- _Input material_:
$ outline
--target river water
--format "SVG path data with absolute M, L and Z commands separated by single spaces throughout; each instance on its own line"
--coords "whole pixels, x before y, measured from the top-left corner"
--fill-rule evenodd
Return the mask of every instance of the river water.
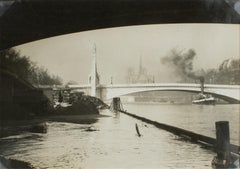
M 239 105 L 125 104 L 129 112 L 214 135 L 214 123 L 230 121 L 238 143 Z M 103 111 L 92 124 L 48 122 L 47 134 L 24 133 L 0 140 L 0 155 L 35 168 L 211 168 L 215 153 L 125 114 Z M 135 130 L 138 124 L 142 137 Z M 89 132 L 87 129 L 93 129 Z

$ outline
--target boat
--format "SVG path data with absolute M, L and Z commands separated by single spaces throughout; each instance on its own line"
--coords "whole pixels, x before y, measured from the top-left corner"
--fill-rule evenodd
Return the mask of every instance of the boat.
M 215 104 L 216 99 L 211 95 L 200 93 L 196 99 L 192 101 L 193 104 Z

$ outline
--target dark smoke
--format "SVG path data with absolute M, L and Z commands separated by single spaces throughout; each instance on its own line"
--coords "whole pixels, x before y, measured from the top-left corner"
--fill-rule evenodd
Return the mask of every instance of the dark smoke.
M 197 75 L 197 73 L 193 71 L 193 60 L 195 56 L 196 52 L 193 49 L 189 49 L 187 52 L 173 49 L 168 56 L 161 59 L 161 62 L 172 67 L 176 75 L 183 79 L 187 77 L 203 81 L 203 76 Z

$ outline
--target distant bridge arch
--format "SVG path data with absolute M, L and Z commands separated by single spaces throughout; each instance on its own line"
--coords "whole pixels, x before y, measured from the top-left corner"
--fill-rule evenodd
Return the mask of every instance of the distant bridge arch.
M 166 84 L 128 84 L 128 85 L 109 85 L 101 86 L 100 98 L 104 100 L 113 97 L 124 96 L 132 93 L 148 91 L 185 91 L 199 93 L 201 92 L 199 84 L 166 83 Z M 239 85 L 205 85 L 204 92 L 212 94 L 215 97 L 226 100 L 230 103 L 240 103 Z

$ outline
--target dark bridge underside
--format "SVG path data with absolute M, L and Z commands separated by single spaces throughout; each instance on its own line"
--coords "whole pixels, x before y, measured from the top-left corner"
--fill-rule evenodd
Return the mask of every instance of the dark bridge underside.
M 99 28 L 239 22 L 225 0 L 19 0 L 0 16 L 0 49 Z

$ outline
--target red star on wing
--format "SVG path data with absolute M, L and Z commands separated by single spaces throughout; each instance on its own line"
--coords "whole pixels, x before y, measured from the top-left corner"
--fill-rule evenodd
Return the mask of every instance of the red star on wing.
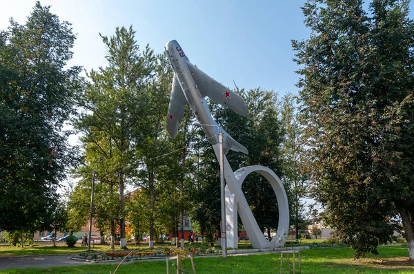
M 226 98 L 227 99 L 228 98 L 231 98 L 230 96 L 230 92 L 228 90 L 226 90 L 226 92 L 224 93 L 224 95 L 226 95 Z

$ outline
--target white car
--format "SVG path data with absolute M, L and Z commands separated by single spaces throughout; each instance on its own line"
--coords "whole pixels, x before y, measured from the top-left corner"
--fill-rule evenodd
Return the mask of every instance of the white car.
M 50 241 L 53 239 L 57 240 L 57 237 L 54 236 L 52 235 L 48 235 L 46 237 L 42 237 L 40 238 L 40 240 L 41 240 L 42 241 Z

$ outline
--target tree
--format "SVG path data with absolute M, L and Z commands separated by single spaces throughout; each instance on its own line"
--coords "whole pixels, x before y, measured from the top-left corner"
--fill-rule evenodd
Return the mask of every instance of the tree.
M 293 199 L 290 203 L 290 223 L 295 226 L 296 240 L 299 231 L 305 229 L 307 222 L 304 216 L 304 202 L 306 198 L 308 174 L 304 168 L 305 149 L 303 140 L 303 127 L 299 120 L 299 114 L 295 106 L 297 98 L 290 94 L 283 98 L 282 120 L 285 131 L 282 154 L 285 158 L 283 180 L 291 187 Z
M 408 1 L 309 1 L 312 33 L 293 41 L 324 221 L 355 250 L 377 253 L 402 220 L 414 260 L 414 23 Z
M 321 235 L 321 229 L 319 229 L 318 226 L 310 226 L 310 234 L 313 235 L 315 236 L 315 239 L 317 239 L 317 235 Z
M 119 186 L 121 249 L 126 249 L 124 189 L 138 165 L 135 145 L 140 136 L 137 129 L 145 120 L 145 90 L 154 61 L 152 50 L 148 45 L 140 51 L 135 33 L 132 27 L 122 27 L 117 28 L 111 37 L 101 35 L 108 52 L 108 66 L 89 74 L 91 83 L 85 94 L 78 97 L 79 106 L 86 112 L 75 123 L 88 142 L 100 150 L 101 156 L 111 159 L 111 176 L 117 178 Z M 99 145 L 103 139 L 110 145 L 110 156 Z
M 48 227 L 59 182 L 76 151 L 63 123 L 73 113 L 79 67 L 66 67 L 75 35 L 36 3 L 25 25 L 0 32 L 0 227 Z

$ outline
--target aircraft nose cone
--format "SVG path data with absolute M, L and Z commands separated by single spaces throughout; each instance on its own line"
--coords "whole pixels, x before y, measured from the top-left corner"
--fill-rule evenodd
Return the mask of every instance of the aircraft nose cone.
M 171 40 L 170 41 L 167 42 L 167 43 L 166 44 L 166 48 L 167 49 L 167 50 L 175 49 L 177 47 L 179 47 L 179 45 L 178 42 L 177 42 L 177 41 L 175 40 Z

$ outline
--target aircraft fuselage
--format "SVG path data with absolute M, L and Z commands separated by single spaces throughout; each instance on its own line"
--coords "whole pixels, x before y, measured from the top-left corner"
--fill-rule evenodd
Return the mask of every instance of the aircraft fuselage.
M 175 76 L 194 115 L 207 135 L 210 143 L 213 145 L 218 143 L 219 127 L 216 126 L 217 123 L 213 120 L 206 100 L 202 97 L 193 80 L 187 63 L 187 62 L 190 62 L 190 60 L 175 40 L 167 43 L 166 50 L 174 72 L 175 72 Z

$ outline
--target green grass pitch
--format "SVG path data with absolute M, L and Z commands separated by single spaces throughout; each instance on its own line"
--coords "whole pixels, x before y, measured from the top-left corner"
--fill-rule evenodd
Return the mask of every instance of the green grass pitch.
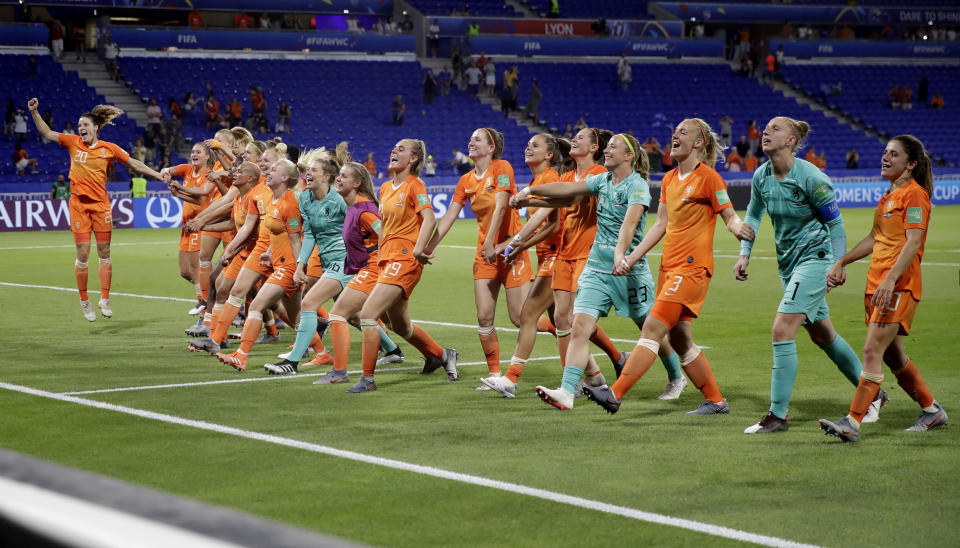
M 848 248 L 869 231 L 872 210 L 844 211 Z M 648 219 L 648 226 L 652 223 Z M 77 306 L 74 251 L 67 232 L 0 234 L 0 381 L 62 393 L 105 388 L 187 386 L 80 397 L 184 419 L 511 482 L 613 505 L 696 520 L 748 533 L 828 546 L 946 546 L 957 542 L 960 440 L 955 426 L 903 430 L 918 408 L 887 374 L 891 401 L 861 441 L 843 445 L 817 428 L 845 414 L 853 387 L 801 332 L 800 372 L 790 431 L 747 436 L 769 405 L 770 327 L 781 294 L 772 231 L 761 229 L 750 280 L 733 279 L 737 243 L 720 226 L 716 272 L 693 326 L 731 405 L 725 416 L 690 417 L 701 396 L 656 396 L 663 369 L 650 373 L 609 416 L 577 400 L 570 412 L 541 403 L 537 384 L 559 383 L 557 359 L 532 361 L 516 399 L 476 392 L 486 368 L 477 339 L 470 263 L 473 221 L 457 223 L 411 301 L 415 320 L 443 346 L 460 350 L 462 380 L 414 369 L 383 371 L 379 390 L 348 395 L 314 386 L 317 369 L 267 382 L 197 384 L 265 376 L 260 364 L 286 350 L 254 347 L 239 375 L 187 352 L 190 303 L 118 293 L 192 298 L 179 278 L 177 232 L 114 232 L 115 317 L 86 322 Z M 947 413 L 960 420 L 960 206 L 937 207 L 924 256 L 924 300 L 907 351 Z M 766 258 L 761 259 L 761 257 Z M 652 256 L 654 267 L 659 256 Z M 91 300 L 97 298 L 91 260 Z M 848 284 L 829 296 L 838 331 L 862 348 L 867 262 L 848 268 Z M 23 287 L 10 284 L 49 286 Z M 501 296 L 496 325 L 512 327 Z M 633 341 L 636 327 L 607 318 L 611 337 Z M 353 332 L 350 369 L 359 368 Z M 501 358 L 516 334 L 500 331 Z M 631 342 L 620 342 L 623 350 Z M 401 344 L 406 366 L 421 363 Z M 556 356 L 540 336 L 534 357 Z M 598 363 L 607 379 L 613 368 Z M 324 368 L 325 370 L 325 368 Z M 352 375 L 356 378 L 356 374 Z M 736 541 L 317 454 L 75 403 L 0 391 L 0 446 L 139 485 L 251 512 L 287 524 L 384 546 L 724 545 Z

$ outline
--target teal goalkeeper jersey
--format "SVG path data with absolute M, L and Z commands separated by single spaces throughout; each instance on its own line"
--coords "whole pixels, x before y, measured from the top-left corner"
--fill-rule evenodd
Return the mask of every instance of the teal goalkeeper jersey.
M 314 246 L 325 268 L 330 261 L 346 257 L 343 219 L 347 215 L 347 203 L 340 193 L 330 189 L 322 200 L 317 200 L 313 192 L 305 190 L 300 193 L 299 200 L 300 214 L 303 216 L 303 245 L 300 246 L 297 262 L 306 264 Z
M 627 208 L 632 205 L 650 207 L 650 187 L 639 173 L 631 173 L 618 185 L 612 183 L 612 173 L 601 173 L 588 177 L 584 183 L 590 194 L 598 197 L 597 200 L 597 235 L 590 246 L 590 256 L 587 257 L 586 268 L 599 272 L 613 272 L 613 252 L 617 248 L 617 238 L 620 236 L 620 227 L 627 215 Z M 643 239 L 647 223 L 647 211 L 644 210 L 637 228 L 633 233 L 633 240 L 627 247 L 629 254 Z M 643 257 L 631 269 L 631 274 L 649 272 L 647 258 Z
M 769 161 L 757 168 L 744 221 L 758 231 L 764 212 L 773 223 L 781 277 L 789 278 L 804 261 L 834 260 L 831 230 L 839 225 L 842 231 L 843 221 L 836 209 L 833 183 L 816 166 L 795 158 L 782 181 L 774 176 Z M 752 246 L 753 242 L 742 241 L 740 254 L 749 256 Z

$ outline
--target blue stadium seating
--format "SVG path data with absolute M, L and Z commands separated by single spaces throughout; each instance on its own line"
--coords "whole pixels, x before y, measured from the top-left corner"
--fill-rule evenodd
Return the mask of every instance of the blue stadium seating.
M 809 93 L 827 101 L 868 126 L 891 136 L 911 133 L 924 142 L 934 157 L 960 165 L 955 128 L 960 122 L 960 70 L 956 66 L 931 65 L 787 65 L 784 77 Z M 929 97 L 937 91 L 945 97 L 945 108 L 934 110 L 917 102 L 917 84 L 922 75 L 930 82 Z M 826 89 L 841 83 L 842 95 L 830 96 Z M 890 108 L 887 93 L 894 84 L 913 90 L 913 108 Z

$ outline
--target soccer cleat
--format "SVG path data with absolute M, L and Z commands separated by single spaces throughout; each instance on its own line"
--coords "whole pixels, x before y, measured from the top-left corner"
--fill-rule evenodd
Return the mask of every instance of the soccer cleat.
M 86 318 L 88 322 L 97 321 L 97 313 L 93 310 L 93 305 L 90 304 L 90 301 L 80 301 L 80 310 L 83 311 L 83 317 Z
M 444 348 L 440 361 L 443 362 L 443 370 L 447 372 L 447 380 L 455 381 L 460 379 L 460 372 L 457 371 L 457 358 L 460 353 L 452 348 Z
M 373 380 L 373 377 L 360 376 L 360 380 L 357 381 L 357 384 L 347 388 L 347 394 L 360 394 L 363 392 L 373 392 L 377 389 L 377 383 Z
M 623 373 L 623 367 L 627 365 L 627 358 L 630 357 L 629 352 L 621 352 L 620 359 L 613 362 L 613 370 L 617 372 L 617 378 L 620 378 L 620 373 Z
M 563 388 L 551 390 L 546 386 L 538 386 L 534 390 L 536 391 L 537 396 L 540 396 L 540 399 L 548 405 L 552 405 L 561 411 L 569 411 L 573 409 L 573 394 L 567 392 Z
M 853 423 L 850 422 L 849 416 L 843 417 L 837 422 L 820 419 L 817 421 L 817 424 L 820 425 L 820 429 L 826 432 L 828 436 L 836 436 L 844 443 L 855 442 L 860 438 L 860 427 L 854 426 Z
M 100 308 L 100 314 L 104 318 L 113 317 L 113 310 L 110 308 L 110 299 L 100 299 L 100 302 L 97 303 L 97 307 Z
M 399 346 L 377 360 L 377 365 L 387 365 L 391 363 L 403 363 L 403 350 L 400 350 Z
M 280 342 L 280 334 L 277 333 L 276 335 L 271 335 L 270 333 L 264 333 L 263 335 L 260 335 L 260 337 L 254 342 L 256 344 L 269 344 L 269 343 Z
M 221 346 L 215 340 L 207 337 L 205 339 L 190 339 L 187 341 L 187 348 L 191 352 L 206 352 L 213 355 L 226 348 L 226 345 Z
M 239 351 L 234 352 L 233 354 L 217 352 L 217 359 L 236 369 L 237 371 L 242 372 L 247 369 L 247 356 L 246 354 L 241 354 Z
M 326 375 L 320 377 L 319 379 L 313 381 L 313 384 L 337 384 L 341 382 L 350 382 L 350 375 L 347 374 L 347 370 L 337 371 L 328 371 Z
M 746 430 L 743 431 L 743 433 L 744 434 L 769 434 L 770 432 L 786 432 L 786 431 L 787 431 L 787 419 L 781 419 L 780 417 L 774 415 L 773 413 L 767 413 L 765 417 L 760 419 L 760 422 L 752 426 L 748 426 Z
M 271 375 L 295 375 L 297 373 L 297 362 L 283 360 L 279 363 L 265 363 L 263 370 Z
M 947 412 L 940 407 L 940 404 L 936 401 L 933 402 L 934 407 L 937 408 L 934 413 L 927 413 L 926 411 L 921 410 L 920 416 L 917 417 L 917 422 L 910 428 L 907 428 L 907 432 L 926 432 L 931 428 L 943 428 L 947 425 Z
M 441 354 L 440 358 L 434 358 L 433 356 L 428 356 L 423 360 L 423 369 L 420 370 L 421 375 L 429 375 L 437 369 L 443 367 L 443 355 Z
M 204 325 L 203 316 L 197 319 L 197 323 L 183 330 L 187 335 L 194 338 L 204 338 L 210 336 L 210 326 Z
M 480 379 L 487 390 L 496 390 L 503 394 L 504 398 L 515 398 L 517 396 L 517 383 L 500 375 L 491 375 L 485 379 Z M 477 388 L 477 390 L 480 390 Z
M 317 336 L 321 339 L 324 335 L 327 334 L 327 328 L 330 327 L 330 320 L 326 318 L 317 317 Z
M 730 404 L 727 403 L 727 400 L 723 400 L 720 403 L 707 400 L 700 404 L 699 407 L 693 411 L 687 411 L 688 415 L 726 415 L 730 412 Z
M 307 362 L 307 365 L 333 365 L 333 356 L 329 352 L 314 354 L 313 359 Z
M 595 402 L 611 415 L 620 410 L 620 400 L 613 395 L 613 390 L 606 384 L 600 386 L 584 385 L 583 394 L 588 400 Z
M 663 394 L 657 396 L 658 400 L 675 400 L 680 397 L 680 394 L 683 393 L 683 389 L 687 387 L 687 378 L 680 377 L 675 381 L 669 381 L 667 387 L 663 389 Z
M 883 409 L 883 406 L 887 405 L 888 401 L 890 401 L 890 397 L 887 396 L 887 392 L 881 388 L 880 391 L 877 392 L 877 397 L 873 398 L 873 401 L 870 402 L 870 407 L 867 408 L 867 414 L 863 416 L 860 424 L 877 422 L 877 419 L 880 418 L 880 410 Z

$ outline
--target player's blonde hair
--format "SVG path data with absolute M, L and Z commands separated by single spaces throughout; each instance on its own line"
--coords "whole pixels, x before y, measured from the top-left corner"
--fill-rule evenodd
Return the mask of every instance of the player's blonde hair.
M 790 152 L 796 152 L 798 149 L 807 146 L 807 135 L 810 133 L 810 124 L 803 120 L 794 120 L 789 116 L 777 116 L 777 118 L 786 120 L 787 131 L 793 134 L 794 141 L 793 146 L 790 147 Z
M 717 165 L 717 161 L 723 162 L 723 151 L 727 148 L 720 142 L 720 136 L 713 131 L 706 121 L 702 118 L 687 118 L 692 122 L 696 130 L 697 137 L 703 141 L 703 147 L 697 152 L 697 159 L 711 168 Z
M 99 131 L 104 126 L 113 125 L 113 119 L 122 114 L 123 109 L 113 105 L 97 105 L 90 109 L 90 112 L 85 112 L 80 115 L 80 117 L 87 118 L 93 122 L 93 125 L 97 127 L 97 131 Z
M 360 179 L 360 187 L 357 189 L 358 194 L 363 194 L 374 203 L 376 206 L 380 206 L 380 202 L 377 201 L 377 196 L 373 191 L 373 178 L 370 177 L 370 172 L 367 170 L 366 166 L 357 162 L 347 162 L 343 164 L 343 167 L 349 169 L 353 172 L 353 176 Z
M 933 196 L 933 162 L 930 161 L 930 153 L 923 146 L 923 141 L 909 134 L 897 135 L 890 140 L 900 143 L 908 162 L 917 163 L 910 174 L 913 180 L 927 191 L 927 196 Z
M 230 134 L 233 135 L 233 144 L 246 147 L 253 142 L 253 134 L 247 128 L 235 126 L 230 128 Z

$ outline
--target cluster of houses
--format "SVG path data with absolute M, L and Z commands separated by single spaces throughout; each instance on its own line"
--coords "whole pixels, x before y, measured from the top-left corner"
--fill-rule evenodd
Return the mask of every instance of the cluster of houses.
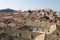
M 59 40 L 59 29 L 60 18 L 51 9 L 0 11 L 0 40 Z

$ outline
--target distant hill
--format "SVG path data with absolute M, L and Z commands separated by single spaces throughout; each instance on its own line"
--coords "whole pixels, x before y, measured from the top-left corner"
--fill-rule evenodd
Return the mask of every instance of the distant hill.
M 0 12 L 14 12 L 15 10 L 13 10 L 13 9 L 2 9 L 2 10 L 0 10 Z

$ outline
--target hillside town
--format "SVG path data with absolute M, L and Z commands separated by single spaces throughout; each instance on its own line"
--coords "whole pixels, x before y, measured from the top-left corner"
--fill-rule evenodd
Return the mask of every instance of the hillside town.
M 0 10 L 0 40 L 60 40 L 60 17 L 52 9 Z

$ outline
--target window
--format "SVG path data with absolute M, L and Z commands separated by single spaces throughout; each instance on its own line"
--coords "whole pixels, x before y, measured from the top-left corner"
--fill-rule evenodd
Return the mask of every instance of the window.
M 44 29 L 42 29 L 42 32 L 44 31 Z
M 57 36 L 59 36 L 59 34 L 58 34 L 58 33 L 56 33 L 56 35 L 57 35 Z
M 31 38 L 33 38 L 33 35 L 31 35 Z
M 21 33 L 19 34 L 19 36 L 21 36 Z

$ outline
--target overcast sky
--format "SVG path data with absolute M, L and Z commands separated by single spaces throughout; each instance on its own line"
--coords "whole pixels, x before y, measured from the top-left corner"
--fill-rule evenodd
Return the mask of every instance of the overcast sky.
M 60 0 L 0 0 L 0 9 L 36 10 L 50 8 L 60 11 Z

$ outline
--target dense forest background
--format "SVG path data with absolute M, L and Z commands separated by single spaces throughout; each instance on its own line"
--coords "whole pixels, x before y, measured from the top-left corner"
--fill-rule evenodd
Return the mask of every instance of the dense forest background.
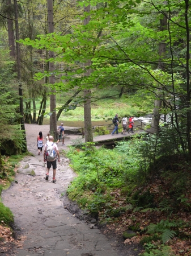
M 88 144 L 82 150 L 79 143 L 80 151 L 68 153 L 74 168 L 82 171 L 69 196 L 87 210 L 101 212 L 109 222 L 115 218 L 113 207 L 120 209 L 117 217 L 128 212 L 132 220 L 132 213 L 146 213 L 152 225 L 147 223 L 142 228 L 132 221 L 133 226 L 139 226 L 135 230 L 151 235 L 144 240 L 145 255 L 174 255 L 172 238 L 190 240 L 186 222 L 190 221 L 187 213 L 191 205 L 190 3 L 1 1 L 1 154 L 27 150 L 25 123 L 41 125 L 46 117 L 55 135 L 59 118 L 71 118 L 71 113 L 83 109 L 80 117 Z M 91 109 L 107 104 L 109 111 L 92 114 Z M 119 143 L 112 153 L 95 152 L 90 146 L 94 141 L 92 118 L 113 117 L 111 106 L 121 117 L 150 114 L 152 121 L 146 134 Z M 110 163 L 105 162 L 107 154 Z M 118 155 L 120 164 L 115 158 Z M 1 169 L 2 165 L 1 160 Z M 138 187 L 143 184 L 146 187 L 140 191 Z M 116 193 L 111 194 L 113 191 Z M 124 205 L 108 204 L 116 191 L 126 198 Z M 180 219 L 179 210 L 184 219 Z

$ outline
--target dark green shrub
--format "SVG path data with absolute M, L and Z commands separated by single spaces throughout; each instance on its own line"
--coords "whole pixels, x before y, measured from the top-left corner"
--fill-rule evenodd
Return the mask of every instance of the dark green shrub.
M 155 234 L 153 236 L 150 236 L 149 237 L 144 237 L 140 241 L 140 243 L 142 245 L 144 245 L 145 243 L 149 243 L 150 242 L 151 242 L 152 241 L 156 242 L 158 240 L 161 240 L 161 236 L 159 236 L 156 234 Z
M 138 207 L 144 208 L 153 208 L 155 207 L 154 203 L 154 195 L 147 190 L 142 194 L 139 194 L 140 191 L 138 190 L 131 196 L 131 199 L 137 201 Z

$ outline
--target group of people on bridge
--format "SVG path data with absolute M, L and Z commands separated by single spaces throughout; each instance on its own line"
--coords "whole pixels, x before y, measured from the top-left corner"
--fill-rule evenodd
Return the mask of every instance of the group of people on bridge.
M 128 133 L 133 133 L 133 126 L 134 126 L 134 116 L 130 117 L 129 118 L 129 130 L 128 131 Z M 128 129 L 128 118 L 127 117 L 124 117 L 122 119 L 121 123 L 122 125 L 123 130 L 121 133 L 121 134 L 125 135 L 126 135 L 126 131 Z M 118 118 L 118 114 L 116 114 L 114 116 L 114 118 L 113 119 L 113 123 L 114 125 L 114 128 L 111 134 L 112 135 L 114 135 L 114 133 L 116 131 L 116 134 L 118 134 L 118 125 L 119 125 L 119 119 Z

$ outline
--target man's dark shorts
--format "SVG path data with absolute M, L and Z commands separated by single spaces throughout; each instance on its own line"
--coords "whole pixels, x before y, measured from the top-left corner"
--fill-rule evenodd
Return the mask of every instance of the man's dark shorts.
M 54 160 L 54 161 L 47 161 L 47 168 L 48 169 L 50 169 L 51 167 L 51 166 L 52 164 L 52 168 L 53 169 L 56 169 L 57 168 L 57 165 L 56 165 L 56 159 Z
M 124 128 L 124 130 L 127 129 L 127 125 L 122 125 L 122 127 Z

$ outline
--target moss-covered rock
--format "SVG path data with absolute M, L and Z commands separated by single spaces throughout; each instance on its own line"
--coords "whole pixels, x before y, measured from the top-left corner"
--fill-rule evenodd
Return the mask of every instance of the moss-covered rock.
M 111 217 L 117 217 L 121 216 L 126 211 L 126 207 L 120 207 L 118 209 L 113 209 L 110 213 L 109 216 Z
M 98 216 L 99 216 L 99 212 L 97 210 L 93 210 L 91 211 L 91 212 L 88 214 L 89 217 L 91 217 L 91 218 L 95 218 L 97 220 Z
M 29 168 L 29 165 L 28 164 L 26 164 L 24 166 L 23 169 L 27 169 L 27 168 Z
M 126 230 L 122 233 L 122 237 L 124 239 L 130 239 L 133 237 L 137 236 L 137 233 L 132 230 Z
M 133 200 L 137 201 L 138 207 L 148 208 L 155 207 L 154 201 L 154 195 L 150 193 L 149 189 L 143 193 L 138 190 L 132 195 L 131 197 Z

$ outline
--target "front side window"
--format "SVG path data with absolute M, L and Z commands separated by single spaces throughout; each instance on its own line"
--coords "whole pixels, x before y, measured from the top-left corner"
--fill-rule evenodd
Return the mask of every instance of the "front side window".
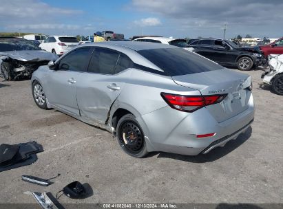
M 113 74 L 118 56 L 119 53 L 116 51 L 96 47 L 92 53 L 87 72 L 101 74 Z
M 82 47 L 66 54 L 59 63 L 59 69 L 85 72 L 87 67 L 92 47 Z
M 283 40 L 280 40 L 279 41 L 275 43 L 276 46 L 282 47 L 283 46 Z
M 56 39 L 55 39 L 55 38 L 54 37 L 53 37 L 53 36 L 50 36 L 50 38 L 49 39 L 49 43 L 54 43 L 54 42 L 56 42 Z
M 170 76 L 223 69 L 221 65 L 182 48 L 146 50 L 137 52 Z

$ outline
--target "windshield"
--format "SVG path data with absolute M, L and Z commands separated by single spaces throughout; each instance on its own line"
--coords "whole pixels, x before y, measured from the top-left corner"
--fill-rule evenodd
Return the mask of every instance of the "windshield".
M 239 48 L 239 46 L 238 45 L 236 45 L 235 43 L 229 41 L 229 40 L 225 40 L 226 42 L 228 43 L 229 45 L 230 45 L 233 48 Z
M 223 67 L 193 52 L 181 48 L 165 48 L 137 52 L 170 76 L 201 73 Z
M 78 39 L 76 37 L 59 37 L 59 39 L 61 42 L 65 43 L 78 43 Z
M 185 39 L 176 39 L 171 41 L 169 44 L 173 45 L 179 47 L 189 47 L 189 44 L 187 43 Z
M 41 48 L 23 38 L 0 38 L 0 52 L 23 50 L 41 50 Z

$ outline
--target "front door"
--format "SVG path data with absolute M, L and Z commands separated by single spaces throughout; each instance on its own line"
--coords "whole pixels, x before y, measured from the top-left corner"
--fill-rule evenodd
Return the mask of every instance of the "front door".
M 76 80 L 86 71 L 92 47 L 80 47 L 70 52 L 58 61 L 56 70 L 48 74 L 48 102 L 67 112 L 79 115 L 76 96 Z
M 87 72 L 81 74 L 76 88 L 81 115 L 88 122 L 105 124 L 111 107 L 123 89 L 125 76 L 128 76 L 127 72 L 116 74 L 117 70 L 129 68 L 131 63 L 132 60 L 119 52 L 95 47 Z

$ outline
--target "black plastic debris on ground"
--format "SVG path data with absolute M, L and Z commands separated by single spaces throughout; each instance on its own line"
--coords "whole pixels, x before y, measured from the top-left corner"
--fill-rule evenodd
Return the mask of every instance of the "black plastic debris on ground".
M 36 153 L 43 152 L 42 146 L 36 142 L 19 144 L 0 145 L 0 172 L 33 164 L 37 160 Z

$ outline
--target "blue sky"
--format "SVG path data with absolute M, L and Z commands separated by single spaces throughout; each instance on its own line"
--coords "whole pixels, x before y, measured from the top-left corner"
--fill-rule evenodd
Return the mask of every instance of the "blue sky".
M 279 38 L 282 0 L 0 0 L 0 32 Z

- _Aim of the task_:
Shift the data from the start through the line containing "M 239 105 L" by adding 99 to every coordinate in the answers, and give all of those lines again, including the requests. Leave the pictures out of your reply.

- _Result of the task_:
$ outline
--target river water
--format "SVG path data with absolute M, L and Z commands separated by single spaces throughout; each instance on its own line"
--coords "whole pixels, x before y, measured from the top-left corner"
--fill-rule evenodd
Return the mask of every instance of the river water.
M 338 204 L 224 203 L 228 211 L 313 234 L 313 222 L 329 220 L 337 242 Z M 202 210 L 191 223 L 147 221 L 146 233 L 123 232 L 99 239 L 99 254 L 134 267 L 310 267 L 314 252 L 224 213 Z M 234 229 L 237 223 L 241 236 Z M 188 231 L 186 228 L 192 228 Z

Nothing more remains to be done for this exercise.